- [RECORDS FOR THE TASK]

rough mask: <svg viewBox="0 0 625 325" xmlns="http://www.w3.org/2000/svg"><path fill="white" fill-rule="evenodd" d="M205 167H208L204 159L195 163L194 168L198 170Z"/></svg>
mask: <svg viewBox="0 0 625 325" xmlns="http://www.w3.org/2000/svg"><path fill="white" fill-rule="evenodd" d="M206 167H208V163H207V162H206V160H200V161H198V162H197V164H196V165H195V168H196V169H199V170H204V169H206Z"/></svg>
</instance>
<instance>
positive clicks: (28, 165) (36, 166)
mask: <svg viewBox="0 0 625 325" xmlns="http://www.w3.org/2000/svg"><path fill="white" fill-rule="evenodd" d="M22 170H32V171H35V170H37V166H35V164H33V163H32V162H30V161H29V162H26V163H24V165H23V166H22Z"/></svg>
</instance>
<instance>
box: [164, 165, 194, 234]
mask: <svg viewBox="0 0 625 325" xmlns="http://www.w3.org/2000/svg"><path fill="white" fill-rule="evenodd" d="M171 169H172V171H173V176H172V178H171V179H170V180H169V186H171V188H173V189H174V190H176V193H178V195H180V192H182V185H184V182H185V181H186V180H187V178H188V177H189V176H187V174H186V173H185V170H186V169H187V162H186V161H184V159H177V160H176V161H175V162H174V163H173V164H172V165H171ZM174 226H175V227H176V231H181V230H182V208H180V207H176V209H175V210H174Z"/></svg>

- [DESCRIPTION OF THE TASK]
Reproduce the entries above with "positive clicks" swapped for "foreground points" and nothing else altered.

- [ANSWER TO THIS TASK]
rough mask: <svg viewBox="0 0 625 325" xmlns="http://www.w3.org/2000/svg"><path fill="white" fill-rule="evenodd" d="M205 167H208L204 159L195 163L194 168L198 170Z"/></svg>
mask: <svg viewBox="0 0 625 325" xmlns="http://www.w3.org/2000/svg"><path fill="white" fill-rule="evenodd" d="M206 167H208V163H207V162H206V160H200V161H198V162H197V164H196V165H195V168H196V169H199V170H204V169H206Z"/></svg>
</instance>
<instance>
foreground points: (28, 165) (36, 166)
mask: <svg viewBox="0 0 625 325" xmlns="http://www.w3.org/2000/svg"><path fill="white" fill-rule="evenodd" d="M22 170H32V171H35V170H37V166H35V164H33V163H32V162H30V161H29V162H26V163H24V165H23V166H22Z"/></svg>
</instance>
<instance>
box: [164, 165, 194, 234]
mask: <svg viewBox="0 0 625 325" xmlns="http://www.w3.org/2000/svg"><path fill="white" fill-rule="evenodd" d="M171 169H172V171H173V176H172V178H171V179H170V180H169V186H171V188H173V189H174V190H176V193H178V195H180V192H182V185H184V182H185V181H186V180H187V178H188V177H189V176H187V174H186V173H185V170H186V169H187V162H186V161H184V159H177V160H176V161H175V162H174V163H173V164H172V165H171ZM174 226H175V227H176V231H181V230H182V208H180V207H176V209H175V210H174Z"/></svg>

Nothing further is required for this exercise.